**Raw data:**
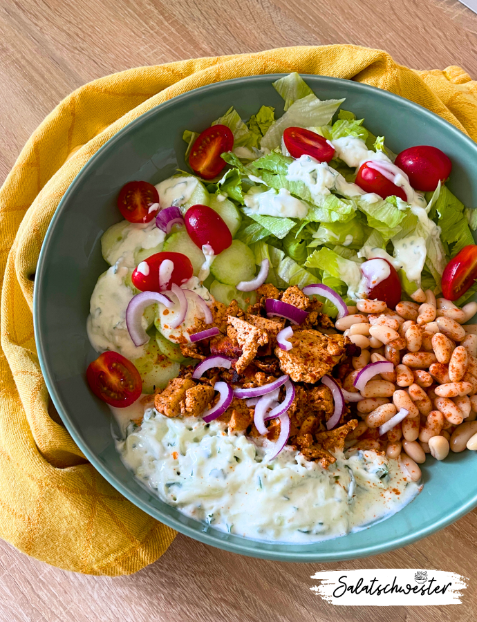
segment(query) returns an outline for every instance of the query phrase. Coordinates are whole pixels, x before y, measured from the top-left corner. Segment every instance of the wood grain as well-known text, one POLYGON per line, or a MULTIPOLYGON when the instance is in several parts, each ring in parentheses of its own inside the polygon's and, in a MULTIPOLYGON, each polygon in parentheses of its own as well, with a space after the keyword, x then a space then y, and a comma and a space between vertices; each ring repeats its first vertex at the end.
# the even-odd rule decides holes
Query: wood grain
MULTIPOLYGON (((457 0, 0 0, 0 182, 50 110, 95 78, 342 42, 385 49, 415 68, 460 65, 477 77, 477 15, 457 0)), ((251 559, 180 535, 155 564, 118 578, 65 572, 0 542, 0 621, 468 622, 477 612, 476 527, 474 511, 412 546, 326 567, 251 559), (309 590, 325 567, 436 568, 471 581, 460 606, 333 607, 309 590)))

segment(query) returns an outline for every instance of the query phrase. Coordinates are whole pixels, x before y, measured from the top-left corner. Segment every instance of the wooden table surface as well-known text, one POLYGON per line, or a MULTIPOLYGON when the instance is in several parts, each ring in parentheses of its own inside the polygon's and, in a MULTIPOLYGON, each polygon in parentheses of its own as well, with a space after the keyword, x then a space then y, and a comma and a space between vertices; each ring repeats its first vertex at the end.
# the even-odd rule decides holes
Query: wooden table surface
MULTIPOLYGON (((477 78, 477 15, 456 0, 0 0, 0 183, 46 115, 95 78, 332 43, 384 49, 414 68, 458 64, 477 78)), ((251 559, 178 535, 155 564, 117 578, 64 572, 0 542, 0 621, 468 622, 477 612, 476 528, 474 511, 404 549, 326 567, 251 559), (431 568, 471 581, 461 605, 336 607, 309 590, 325 567, 431 568)))

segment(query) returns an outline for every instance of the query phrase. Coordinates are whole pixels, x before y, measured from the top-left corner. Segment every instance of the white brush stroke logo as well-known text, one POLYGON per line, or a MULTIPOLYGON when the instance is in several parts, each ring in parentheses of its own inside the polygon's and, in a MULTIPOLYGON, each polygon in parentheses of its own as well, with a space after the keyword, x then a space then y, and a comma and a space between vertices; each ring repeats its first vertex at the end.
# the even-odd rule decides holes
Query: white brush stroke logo
POLYGON ((392 607, 397 605, 460 605, 469 579, 445 570, 380 568, 324 570, 310 589, 332 605, 392 607))

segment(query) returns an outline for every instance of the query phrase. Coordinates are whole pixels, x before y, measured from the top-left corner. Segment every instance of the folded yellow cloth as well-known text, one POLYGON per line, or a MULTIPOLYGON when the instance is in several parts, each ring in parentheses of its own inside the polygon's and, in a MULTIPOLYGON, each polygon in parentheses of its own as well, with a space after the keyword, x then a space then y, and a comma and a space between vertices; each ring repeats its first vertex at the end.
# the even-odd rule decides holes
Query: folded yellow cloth
POLYGON ((415 71, 384 52, 353 46, 142 67, 96 80, 66 97, 30 138, 0 190, 0 536, 21 551, 68 570, 115 576, 153 562, 175 536, 86 462, 48 398, 33 338, 33 275, 60 199, 106 140, 158 104, 211 82, 292 71, 390 91, 477 141, 477 83, 462 69, 415 71))

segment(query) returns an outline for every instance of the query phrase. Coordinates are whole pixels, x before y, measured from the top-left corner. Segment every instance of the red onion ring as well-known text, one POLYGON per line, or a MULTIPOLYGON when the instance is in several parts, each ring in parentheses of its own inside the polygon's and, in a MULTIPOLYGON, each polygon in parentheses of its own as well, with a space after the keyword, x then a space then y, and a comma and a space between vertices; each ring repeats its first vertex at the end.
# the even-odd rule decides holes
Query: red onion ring
POLYGON ((391 361, 376 361, 375 363, 368 363, 368 365, 359 370, 353 386, 359 391, 362 391, 366 384, 377 374, 389 374, 393 371, 394 365, 391 361))
POLYGON ((341 387, 331 376, 324 375, 321 378, 321 382, 331 390, 335 401, 335 412, 326 422, 326 429, 331 430, 338 423, 344 412, 344 397, 341 387))
POLYGON ((209 337, 215 337, 220 334, 221 331, 214 326, 213 328, 207 328, 205 330, 201 330, 200 332, 194 332, 191 335, 191 341, 195 343, 196 341, 200 341, 201 339, 208 339, 209 337))
POLYGON ((202 418, 205 423, 210 423, 211 421, 217 419, 221 415, 223 415, 234 399, 234 391, 230 385, 226 382, 216 382, 214 385, 214 389, 216 391, 218 391, 221 397, 215 406, 203 413, 202 418))
POLYGON ((192 377, 194 380, 202 378, 204 373, 208 369, 212 369, 213 367, 223 367, 225 369, 230 369, 232 360, 233 359, 229 357, 220 357, 218 355, 207 357, 207 359, 204 359, 203 361, 199 363, 194 369, 192 377))
POLYGON ((265 421, 268 421, 269 419, 274 419, 276 417, 280 417, 281 415, 286 413, 290 406, 293 404, 293 400, 294 399, 294 387, 293 386, 292 381, 290 379, 287 380, 285 383, 285 387, 286 388, 285 399, 281 404, 279 404, 274 408, 270 411, 265 417, 265 421))
POLYGON ((205 302, 202 296, 199 296, 199 294, 196 292, 193 292, 191 290, 183 290, 183 292, 185 293, 186 296, 189 296, 190 298, 193 298, 197 304, 199 305, 200 309, 202 310, 202 312, 204 314, 204 321, 206 324, 212 324, 214 321, 214 318, 212 317, 212 312, 210 310, 209 308, 209 305, 205 302))
MULTIPOLYGON (((207 361, 207 359, 205 359, 207 361)), ((194 376, 192 376, 194 377, 194 376)), ((259 397, 261 395, 265 395, 274 391, 276 388, 285 384, 288 379, 288 375, 280 376, 273 382, 269 382, 268 384, 264 384, 263 386, 253 386, 247 389, 235 388, 234 389, 234 395, 236 397, 240 397, 245 399, 247 397, 259 397)))
POLYGON ((168 309, 174 303, 164 294, 158 292, 141 292, 129 301, 126 309, 126 326, 135 346, 144 346, 149 340, 149 336, 142 327, 142 314, 150 305, 160 303, 168 309))
POLYGON ((291 350, 293 346, 290 341, 287 341, 287 339, 289 339, 291 337, 293 337, 293 329, 291 326, 287 326, 286 328, 282 328, 277 335, 277 343, 279 344, 279 348, 281 348, 281 350, 286 350, 287 351, 291 350))
POLYGON ((252 281, 241 281, 236 284, 236 288, 239 292, 254 292, 265 283, 268 276, 269 270, 270 261, 268 259, 262 260, 260 271, 252 281))
POLYGON ((268 460, 272 460, 279 455, 286 445, 290 436, 290 417, 286 413, 280 415, 280 435, 277 440, 272 453, 268 455, 268 460))
POLYGON ((405 419, 409 414, 409 411, 406 411, 406 408, 401 408, 398 413, 396 413, 393 417, 391 417, 389 421, 386 421, 386 423, 380 426, 380 436, 382 436, 383 434, 386 434, 389 430, 392 430, 395 426, 397 426, 403 419, 405 419))
POLYGON ((327 300, 329 300, 330 302, 333 303, 338 310, 337 319, 339 319, 342 317, 344 317, 345 315, 348 315, 348 307, 346 306, 345 301, 339 294, 337 294, 334 290, 332 290, 331 288, 328 288, 328 285, 323 285, 321 283, 317 283, 314 285, 306 285, 306 287, 303 288, 302 291, 303 293, 306 294, 307 296, 311 296, 313 294, 316 294, 317 296, 326 298, 327 300))
POLYGON ((268 298, 265 301, 265 310, 267 312, 267 317, 272 317, 277 315, 279 317, 284 317, 290 320, 293 324, 299 326, 305 321, 308 314, 306 311, 297 309, 293 305, 282 302, 281 300, 274 300, 273 298, 268 298))

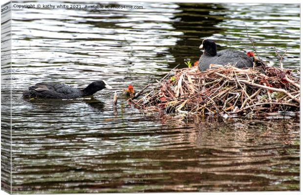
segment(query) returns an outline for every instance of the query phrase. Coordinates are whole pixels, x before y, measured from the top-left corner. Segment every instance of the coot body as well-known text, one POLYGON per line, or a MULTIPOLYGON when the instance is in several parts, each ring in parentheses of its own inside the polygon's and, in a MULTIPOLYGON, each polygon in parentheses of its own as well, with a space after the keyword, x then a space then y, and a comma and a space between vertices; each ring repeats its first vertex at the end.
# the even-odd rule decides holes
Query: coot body
POLYGON ((230 64, 239 68, 253 67, 254 65, 253 60, 239 51, 227 49, 217 52, 216 45, 211 39, 204 39, 199 48, 204 49, 198 64, 200 71, 205 71, 209 69, 211 64, 230 64))
POLYGON ((23 96, 25 98, 71 98, 92 96, 104 88, 112 89, 103 80, 93 82, 84 89, 75 88, 64 84, 41 82, 30 87, 28 90, 23 92, 23 96))

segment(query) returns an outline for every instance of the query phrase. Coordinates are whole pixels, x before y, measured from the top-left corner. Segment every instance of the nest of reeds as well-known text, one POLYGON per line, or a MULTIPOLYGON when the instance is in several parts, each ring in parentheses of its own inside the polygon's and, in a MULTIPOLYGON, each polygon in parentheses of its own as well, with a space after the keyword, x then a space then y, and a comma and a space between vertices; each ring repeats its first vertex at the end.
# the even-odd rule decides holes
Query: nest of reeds
POLYGON ((165 114, 258 116, 300 111, 300 77, 290 70, 211 67, 205 72, 197 67, 173 69, 144 97, 132 100, 141 109, 165 114))

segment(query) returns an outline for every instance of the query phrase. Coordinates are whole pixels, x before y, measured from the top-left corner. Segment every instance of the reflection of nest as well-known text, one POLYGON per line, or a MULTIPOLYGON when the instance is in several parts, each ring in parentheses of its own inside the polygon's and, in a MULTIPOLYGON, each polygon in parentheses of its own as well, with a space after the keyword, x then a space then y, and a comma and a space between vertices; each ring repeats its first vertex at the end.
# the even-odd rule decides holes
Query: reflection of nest
POLYGON ((240 69, 211 64, 173 70, 144 97, 133 100, 143 109, 165 113, 238 114, 252 116, 300 111, 300 78, 288 70, 262 66, 240 69))

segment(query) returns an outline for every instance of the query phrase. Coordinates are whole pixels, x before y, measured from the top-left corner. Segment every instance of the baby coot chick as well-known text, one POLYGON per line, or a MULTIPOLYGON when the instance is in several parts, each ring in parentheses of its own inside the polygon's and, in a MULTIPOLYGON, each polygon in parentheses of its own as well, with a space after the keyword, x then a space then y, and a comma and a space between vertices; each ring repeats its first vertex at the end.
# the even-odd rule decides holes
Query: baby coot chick
POLYGON ((131 85, 129 85, 128 89, 124 90, 124 95, 125 96, 133 97, 137 92, 133 89, 133 87, 131 85))
POLYGON ((263 61, 258 59, 255 56, 255 54, 253 52, 250 51, 246 53, 246 55, 251 59, 253 60, 253 61, 256 64, 256 66, 265 66, 265 63, 263 61))
POLYGON ((103 80, 94 81, 84 89, 75 88, 64 84, 41 82, 29 87, 28 91, 23 92, 23 96, 25 98, 71 98, 92 96, 104 88, 112 89, 103 80))
POLYGON ((209 68, 211 64, 226 65, 229 63, 240 68, 254 65, 253 60, 239 51, 227 49, 217 52, 216 45, 212 39, 204 39, 199 48, 204 49, 198 64, 200 71, 206 71, 209 68))

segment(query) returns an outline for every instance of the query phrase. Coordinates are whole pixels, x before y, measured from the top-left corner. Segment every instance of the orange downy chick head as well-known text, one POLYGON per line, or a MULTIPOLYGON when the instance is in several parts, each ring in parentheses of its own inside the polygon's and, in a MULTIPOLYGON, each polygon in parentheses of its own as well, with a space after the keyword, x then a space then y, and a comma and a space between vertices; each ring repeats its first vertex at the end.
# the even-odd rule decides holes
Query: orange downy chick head
POLYGON ((248 52, 246 53, 246 55, 249 57, 255 57, 255 54, 253 52, 248 52))
POLYGON ((133 87, 130 84, 129 85, 129 86, 128 87, 128 91, 130 92, 130 94, 133 94, 133 87))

**Requirements:** Return, unchanged, the lines of the rows above, beginning at the line that contains "of the orange" and continuing through the last line of the rows.

**Finished answer:**
segment(query) returns an outline for every instance of the query phrase. Coordinates are whole pixels, x before y, measured from the top-left corner. Segment every instance of the orange downy chick head as well-known text, one POLYGON per line, or a MULTIPOLYGON when the instance is in several parts, each ring in parentheses of its own inside the polygon's and, in a MULTIPOLYGON, each polygon in parentheses of its own as well, with a space after the keyword, x then a space then y, and a comma and a space between vertices; each ring repeats its first vertex at the end.
# the even-odd rule decides holes
Query: orange downy chick head
POLYGON ((248 52, 246 53, 246 55, 249 57, 255 57, 255 54, 253 52, 248 52))
POLYGON ((133 87, 130 84, 129 85, 129 86, 128 87, 128 91, 130 92, 130 94, 133 94, 133 87))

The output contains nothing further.